(Dataset entries)
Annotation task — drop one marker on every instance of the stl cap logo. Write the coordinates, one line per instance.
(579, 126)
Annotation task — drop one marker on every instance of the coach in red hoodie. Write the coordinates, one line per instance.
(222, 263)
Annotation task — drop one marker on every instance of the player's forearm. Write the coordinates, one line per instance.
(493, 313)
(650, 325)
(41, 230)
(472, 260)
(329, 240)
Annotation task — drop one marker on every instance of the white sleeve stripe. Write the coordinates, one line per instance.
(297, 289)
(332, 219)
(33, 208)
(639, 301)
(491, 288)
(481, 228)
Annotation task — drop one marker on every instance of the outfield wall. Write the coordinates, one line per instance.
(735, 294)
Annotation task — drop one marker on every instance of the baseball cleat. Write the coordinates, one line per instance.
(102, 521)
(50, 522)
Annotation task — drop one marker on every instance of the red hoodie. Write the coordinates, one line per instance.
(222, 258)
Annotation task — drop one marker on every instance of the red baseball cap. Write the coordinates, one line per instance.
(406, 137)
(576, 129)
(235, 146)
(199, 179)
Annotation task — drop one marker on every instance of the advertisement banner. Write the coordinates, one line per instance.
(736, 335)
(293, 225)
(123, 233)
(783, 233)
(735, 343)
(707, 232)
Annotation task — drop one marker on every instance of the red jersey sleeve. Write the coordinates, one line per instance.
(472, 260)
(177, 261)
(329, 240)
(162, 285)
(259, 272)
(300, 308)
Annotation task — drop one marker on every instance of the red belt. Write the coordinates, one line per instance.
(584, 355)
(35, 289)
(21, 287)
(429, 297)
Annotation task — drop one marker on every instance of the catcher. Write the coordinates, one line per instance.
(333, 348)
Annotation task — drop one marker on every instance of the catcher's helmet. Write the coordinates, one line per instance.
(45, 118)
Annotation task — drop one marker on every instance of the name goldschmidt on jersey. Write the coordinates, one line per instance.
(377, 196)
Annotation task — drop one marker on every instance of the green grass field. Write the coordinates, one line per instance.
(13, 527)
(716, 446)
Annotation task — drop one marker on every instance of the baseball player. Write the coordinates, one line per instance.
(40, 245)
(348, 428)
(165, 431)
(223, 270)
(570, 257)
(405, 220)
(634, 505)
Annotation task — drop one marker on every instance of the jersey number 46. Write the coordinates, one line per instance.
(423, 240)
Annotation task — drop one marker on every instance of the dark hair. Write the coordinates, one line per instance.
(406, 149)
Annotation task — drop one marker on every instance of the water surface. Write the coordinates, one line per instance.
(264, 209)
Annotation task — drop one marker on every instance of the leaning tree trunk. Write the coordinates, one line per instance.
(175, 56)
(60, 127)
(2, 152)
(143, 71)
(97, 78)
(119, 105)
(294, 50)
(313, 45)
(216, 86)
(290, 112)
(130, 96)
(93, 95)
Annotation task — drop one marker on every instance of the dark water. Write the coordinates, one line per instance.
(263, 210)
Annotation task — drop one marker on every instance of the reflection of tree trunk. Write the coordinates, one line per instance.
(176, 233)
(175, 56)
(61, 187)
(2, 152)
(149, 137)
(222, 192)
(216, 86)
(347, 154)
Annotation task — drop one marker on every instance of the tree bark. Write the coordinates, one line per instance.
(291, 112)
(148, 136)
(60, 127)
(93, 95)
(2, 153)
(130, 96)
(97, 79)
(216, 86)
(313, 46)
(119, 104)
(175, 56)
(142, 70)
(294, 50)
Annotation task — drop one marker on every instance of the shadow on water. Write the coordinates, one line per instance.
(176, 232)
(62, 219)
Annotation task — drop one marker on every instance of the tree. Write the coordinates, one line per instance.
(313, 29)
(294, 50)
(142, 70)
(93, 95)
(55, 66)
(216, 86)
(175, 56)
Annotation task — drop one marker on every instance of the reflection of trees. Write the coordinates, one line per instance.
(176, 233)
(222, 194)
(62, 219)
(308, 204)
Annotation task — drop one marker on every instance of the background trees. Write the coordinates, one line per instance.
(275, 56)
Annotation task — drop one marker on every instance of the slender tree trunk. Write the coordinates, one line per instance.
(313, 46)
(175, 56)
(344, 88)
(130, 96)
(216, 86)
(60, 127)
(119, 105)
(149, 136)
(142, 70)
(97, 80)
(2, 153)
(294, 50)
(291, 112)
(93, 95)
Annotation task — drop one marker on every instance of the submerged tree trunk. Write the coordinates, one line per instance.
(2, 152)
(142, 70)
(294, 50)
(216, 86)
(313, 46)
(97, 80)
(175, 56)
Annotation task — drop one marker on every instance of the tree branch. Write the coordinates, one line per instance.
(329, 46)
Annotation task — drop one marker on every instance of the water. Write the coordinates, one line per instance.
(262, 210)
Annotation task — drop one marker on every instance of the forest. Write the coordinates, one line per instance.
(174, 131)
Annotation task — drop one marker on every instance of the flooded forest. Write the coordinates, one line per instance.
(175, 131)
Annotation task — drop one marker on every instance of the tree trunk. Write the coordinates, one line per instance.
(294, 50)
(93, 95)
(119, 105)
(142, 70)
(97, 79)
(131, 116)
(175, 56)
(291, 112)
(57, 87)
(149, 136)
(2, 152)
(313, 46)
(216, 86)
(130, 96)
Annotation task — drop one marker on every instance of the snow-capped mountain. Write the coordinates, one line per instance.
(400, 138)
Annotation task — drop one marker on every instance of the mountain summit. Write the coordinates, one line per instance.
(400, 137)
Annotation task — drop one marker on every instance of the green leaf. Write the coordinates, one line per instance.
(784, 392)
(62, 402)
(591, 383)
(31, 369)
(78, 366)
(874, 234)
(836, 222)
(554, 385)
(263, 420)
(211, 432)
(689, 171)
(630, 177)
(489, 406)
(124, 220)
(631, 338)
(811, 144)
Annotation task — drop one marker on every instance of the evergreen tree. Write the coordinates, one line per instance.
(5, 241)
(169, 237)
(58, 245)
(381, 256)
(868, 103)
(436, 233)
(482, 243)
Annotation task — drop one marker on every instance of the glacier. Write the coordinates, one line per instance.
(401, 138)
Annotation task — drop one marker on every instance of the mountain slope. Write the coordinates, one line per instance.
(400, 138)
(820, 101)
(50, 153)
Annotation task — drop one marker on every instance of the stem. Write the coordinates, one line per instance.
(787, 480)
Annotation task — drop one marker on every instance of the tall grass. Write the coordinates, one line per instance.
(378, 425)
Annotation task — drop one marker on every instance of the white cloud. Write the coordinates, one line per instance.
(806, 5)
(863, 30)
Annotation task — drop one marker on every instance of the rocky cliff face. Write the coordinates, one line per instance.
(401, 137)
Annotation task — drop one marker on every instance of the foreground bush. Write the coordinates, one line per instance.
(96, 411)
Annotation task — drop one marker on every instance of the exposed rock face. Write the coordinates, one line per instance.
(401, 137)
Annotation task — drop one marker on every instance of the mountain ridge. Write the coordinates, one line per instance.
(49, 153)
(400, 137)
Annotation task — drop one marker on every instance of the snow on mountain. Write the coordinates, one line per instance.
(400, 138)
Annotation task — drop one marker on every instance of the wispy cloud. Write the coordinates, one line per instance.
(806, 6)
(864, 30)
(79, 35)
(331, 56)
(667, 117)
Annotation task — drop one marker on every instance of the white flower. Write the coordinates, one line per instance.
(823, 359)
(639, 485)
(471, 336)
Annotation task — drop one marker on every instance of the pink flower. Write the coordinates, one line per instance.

(Task instructions)
Quote the listing in full, please, keeping every line exact.

(In response)
Annotation task — drop one marker on every instance of the stl cap logo. Write the coordinates, one line per instance.
(579, 126)
Annotation task — drop one marker on every instance of the coach in red hoodie. Write the coordinates, one line per instance.
(222, 263)
Annotation task — drop one marker on every instance of the player's forearm. Write the coordinates, one line per instance.
(493, 313)
(650, 325)
(41, 230)
(472, 260)
(329, 240)
Annotation task — drop one marker on every instance of the white sleeve stripe. Write the coordinates, one line per instance.
(297, 289)
(332, 219)
(33, 208)
(639, 301)
(491, 288)
(481, 228)
Annotation task — drop one marker on every instance of the outfield wall. Write the coordinates, one line per instance.
(735, 294)
Annotation task — drop one marker on every instance of the baseball cleat. Write the coordinates, one line per instance.
(102, 521)
(50, 522)
Annotation task — drop one marker on every instance of the red hoodie. Write the coordinates, one line per instance.
(222, 258)
Annotation task — drop one marker on every instance of the red baseball cap. Write the coordinates, one line per instance.
(406, 137)
(576, 129)
(235, 146)
(199, 179)
Annotation task — drop one marker on every instance of the advertisement banner. Write the coordinates, one line per instance.
(736, 335)
(293, 225)
(123, 233)
(783, 233)
(735, 343)
(707, 232)
Annotation task — drop one marker on every instance of the red jersey sleeve. Write the coordinates, one line per instance.
(472, 260)
(177, 261)
(329, 240)
(162, 285)
(259, 272)
(300, 308)
Annotation task — drop one marker on every instance of the red belt. Write the coordinates, one line per instance.
(584, 355)
(35, 289)
(21, 287)
(429, 297)
Annotation task — drop one marker on every instance of the catcher. Write the coordinates, one line per instance.
(333, 348)
Annotation task — drop one marker on every instance of the catcher's helmet. Write the coordinates, one line per instance.
(45, 118)
Annotation task — drop one marker on every instance of the name goldschmidt on jersey. Write the coordinates, one line per instance.
(377, 196)
Annotation task — drop one marker on every instance of the green grass field. Write the coordinates, one line per instance.
(13, 527)
(716, 446)
Annotation task — drop one marker on every instance of the baseball player. Write the coordinates, one line per instance.
(40, 245)
(348, 428)
(165, 431)
(223, 270)
(570, 257)
(405, 220)
(634, 505)
Annotation task — drop one marker on every instance of the jersey number 46. Write the coordinates, one line per instance.
(423, 240)
Annotation task — drop one marker on every instance of the dark hair. Write the coordinates, one line per instance.
(406, 149)
Annotation task — drop one marker on every instance of the water surface. Write the coordinates, one line per instance.
(264, 209)
Annotation task — drop one marker on every instance of the leaning tree trunk. Write the coordinates, one line per instance.
(175, 56)
(60, 127)
(2, 152)
(143, 71)
(97, 78)
(119, 105)
(294, 50)
(313, 45)
(216, 86)
(290, 112)
(130, 96)
(93, 95)
Annotation task — drop one marker on every instance of the dark water. Write the coordinates, one line per instance.
(263, 210)
Annotation task — drop one marker on every instance of the reflection of tree trunk. Write the coordinates, one line per instance.
(176, 233)
(175, 56)
(61, 187)
(2, 152)
(149, 137)
(222, 192)
(216, 86)
(347, 154)
Annotation task — drop one marker on every instance of the tree bark. Write the coordinates, one line per instance.
(291, 112)
(148, 136)
(60, 127)
(93, 95)
(2, 153)
(130, 96)
(97, 79)
(216, 86)
(313, 46)
(119, 104)
(175, 56)
(142, 70)
(294, 50)
Annotation task — drop one marker on every instance of the shadow on water. Write the coordinates, one line per instance.
(176, 232)
(62, 219)
Annotation task — drop one marker on every instance of the tree. Write the coordinates, one line per instance.
(313, 29)
(294, 50)
(142, 70)
(93, 95)
(55, 66)
(216, 86)
(175, 56)
Annotation task — drop one marker on every instance of the reflection of trees. Write the coordinates, one line per instance.
(176, 233)
(222, 194)
(62, 219)
(308, 204)
Annotation task — drop one marker on every instance of the background trees. Write the coordinates, one line per instance.
(275, 56)
Annotation task — drop one marker on every instance of the slender tree trunk. Write the coordinates, one line per instance.
(313, 46)
(175, 56)
(344, 88)
(130, 96)
(216, 86)
(60, 127)
(119, 105)
(149, 136)
(142, 70)
(97, 80)
(2, 153)
(294, 50)
(291, 112)
(93, 95)
Annotation task — drop one marker on every instance of the submerged tree trunk. Write the coordinates, one line per instance.
(2, 152)
(142, 70)
(294, 50)
(216, 86)
(313, 46)
(97, 80)
(175, 56)
Annotation task — drop one marker on every instance of the tree branch. Write the coordinates, one line per instance.
(329, 46)
Annotation task — drop one marker on every instance of the water. Write the coordinates, one line per instance.
(262, 210)
Annotation task — drop one marker on every instance of the forest. Write the coordinates, one line per instance.
(174, 131)
Annotation task — drop one marker on every instance of the flooded forest. Write the coordinates, one line per instance.
(175, 131)
Annotation task — drop one marker on every instance of the tree trunk. Write the coordinates, one line per instance.
(294, 50)
(93, 95)
(119, 105)
(142, 70)
(97, 79)
(131, 116)
(175, 56)
(291, 112)
(57, 87)
(149, 136)
(2, 152)
(313, 46)
(216, 86)
(130, 96)
Annotation task — drop one marker on every instance of the snow-capped mountain. Write the coordinates, one line per instance.
(400, 138)
Annotation task — drop one marker on every instance of the mountain summit. Write the coordinates, one line per instance.
(400, 137)
Annotation task — drop one marker on every instance of the green leaf. Write the coordinates, one line per instance.
(784, 392)
(62, 402)
(591, 383)
(31, 369)
(78, 366)
(874, 234)
(836, 222)
(554, 385)
(263, 420)
(211, 432)
(689, 171)
(630, 177)
(489, 406)
(124, 220)
(631, 338)
(811, 144)
Annotation task — drop one marker on every instance of the evergreen tree. Write the coordinates, one line per instance.
(5, 241)
(169, 237)
(58, 245)
(381, 256)
(868, 103)
(436, 233)
(482, 243)
Annotation task — drop one marker on every instance of the glacier. Write the coordinates, one line per instance.
(401, 138)
Annotation task — drop one marker on every instance of the mountain slope. Write the coordinates, one line per instance.
(400, 138)
(820, 101)
(50, 153)
Annotation task — drop one marker on every instance of the stem. Write the coordinates, one line per instance.
(787, 480)
Annotation task — drop one marker on every instance of the tall grass. Write the coordinates, one line per instance.
(378, 425)
Annotation task — drop one marker on every instance of the white cloud. Write the coordinates, one line per instance.
(806, 5)
(863, 30)
Annotation task — drop one marker on every instance of the rocky cliff face. Write the coordinates, one line per instance.
(401, 137)
Annotation task — drop one marker on every instance of the foreground bush. Write the coordinates, one line per instance.
(96, 411)
Annotation task — drop one marker on every instance of the exposed rock face. Write the coordinates, one line per instance.
(401, 137)
Annotation task — drop one marker on every instance of the mountain ridge. Write the coordinates, one line per instance.
(49, 153)
(400, 137)
Annotation task — drop one marker on every instance of the snow on mountain. Write the coordinates, one line per instance.
(400, 138)
Annotation task — drop one marker on every instance of the wispy cloud. Write the coordinates, one line per instance.
(806, 6)
(864, 30)
(79, 35)
(331, 56)
(667, 117)
Annotation task — drop one marker on every instance of the white flower. Write the coordinates, one line per instance.
(823, 359)
(639, 485)
(471, 336)
Annotation task — drop one marker on every instance of the pink flower. Write the coordinates, one line per instance.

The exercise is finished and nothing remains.